--- START Source passage ---
Add Tabnet support (#168)

Tianzhang Cai · bcebere · robsdavis · web-flow · commit a4190e6941e5 · 2023-04-20T10:05:38.000+01:00
* first commit for the addition of the TabDDPM plugin

* Add DDPM test script and update DDPM plugin

* add TabDDPM class and refactor

* handle discrete cols and label generation

* add hparam space and update tests of DDPM

* debug and test DDPM

* update TensorDataLoader and training loop

* clear bugs

* debug for regression tasks

* debug for regression tasks; ALL TESTS PASSED

* remove the official repo of TabDDPM

* passed all pre-commit checks

* convert assert to conditional AssertionErrors

* added an auto annotation tool

* update auto-anno and generate annotations

* remove auto-anno and flake8 noqa

* add python&lt;3.9 compatible annotations

* remove star import

* replace builtin type annos to typing annos

* resolve py38 compatibility issue

* tests/plugins/generic/test_ddpm.py

* change TabDDPM method signatures

* remove Iterator subscription

* update AssertionErrors, add EarlyStop callback, removed additional MLP, update logging

* remove TensorDataLoader, update test_ddpm

* update EarlyStopping

* add TabDDPM tutorial, update TabDDPM plugin and encoders

* add TabDDPM tutorial

* major update of FeatureEncoder and TabularEncoder

* add LogDistribution and LogIntDistribution

* update DDPM to use TabularEncoder

* update test_tabular_encoder and debug

* debug and DDPM tutorial OK

* debug LogDistribution and LogIntDistribution

* change discrete encoding of BinEncoder to passthrough;  passed all tests in test_tabular_encoder

* add tabnet to plugins/core/models

* add factory.py, let DDPM use TabNet, refactor

* update docstrings and refactor

* fix type annotation compatibility

* make SkipConnection serializable

* fix TabularEncoder.activation_layout

* remove unnecessary code

* fix minor bug and add more nn models in factory

* update pandas and torch version requirement

* update pandas and torch version requirement

* update ddpm tutorial

* restore setup.cfg

* restore setup.cfg

* replace LabelEncoder with OrdinalEncoder

* update setup.cfg

* update setup.cfg

* debug datetimeDistribution

* clean

* update setup.cfg and goggle test

* move DDPM tutorial to tutorials/plugins

* update tabnet.py reference

* update tab_ddpm

* update

* try fixing goggle

* add more activations

* minor fix

* update

* update

* update

* update

* Update tabular_encoder.py

* Update test_goggle.py

* Update tabular_encoder.py

* update

* update

* default cat nonlin of goggle &lt;- gumbel_softmax

* get_nonlin('softmax') &lt;- GumbelSoftmax()
--- END Source passage ---
--- START Information provided ---
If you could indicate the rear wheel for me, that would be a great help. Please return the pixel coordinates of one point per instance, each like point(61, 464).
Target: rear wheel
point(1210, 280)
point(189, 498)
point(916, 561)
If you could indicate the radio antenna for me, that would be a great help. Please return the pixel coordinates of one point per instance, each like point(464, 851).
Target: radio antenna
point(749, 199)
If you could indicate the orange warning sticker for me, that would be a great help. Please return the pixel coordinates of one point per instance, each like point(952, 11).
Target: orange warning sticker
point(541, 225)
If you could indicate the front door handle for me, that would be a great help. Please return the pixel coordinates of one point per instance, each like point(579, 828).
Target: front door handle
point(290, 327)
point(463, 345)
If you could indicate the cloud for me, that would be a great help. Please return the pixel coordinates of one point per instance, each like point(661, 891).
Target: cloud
--- END Information provided ---
Problems and tasks:
**A)** In the commit message, which encoder replaced LabelEncoder?
**B)** Translate this line from the commit message into French: "move DDPM tutorial to tutorials/plugins"
**C)** Summarize the commit message in two sentences.

Solved tasks:
**A)** OrdinalEncoder

**B)** déplacer le tutoriel DDPM vers tutorials/plugins

**C)** The commit message, titled "Add Tabnet support (#168)", lists changes that add a TabDDPM plugin along with tests and a tutorial. It also records adding TabNet to plugins/core/models and a factory.py that lets DDPM use TabNet, plus updates to FeatureEncoder, TabularEncoder and setup.cfg.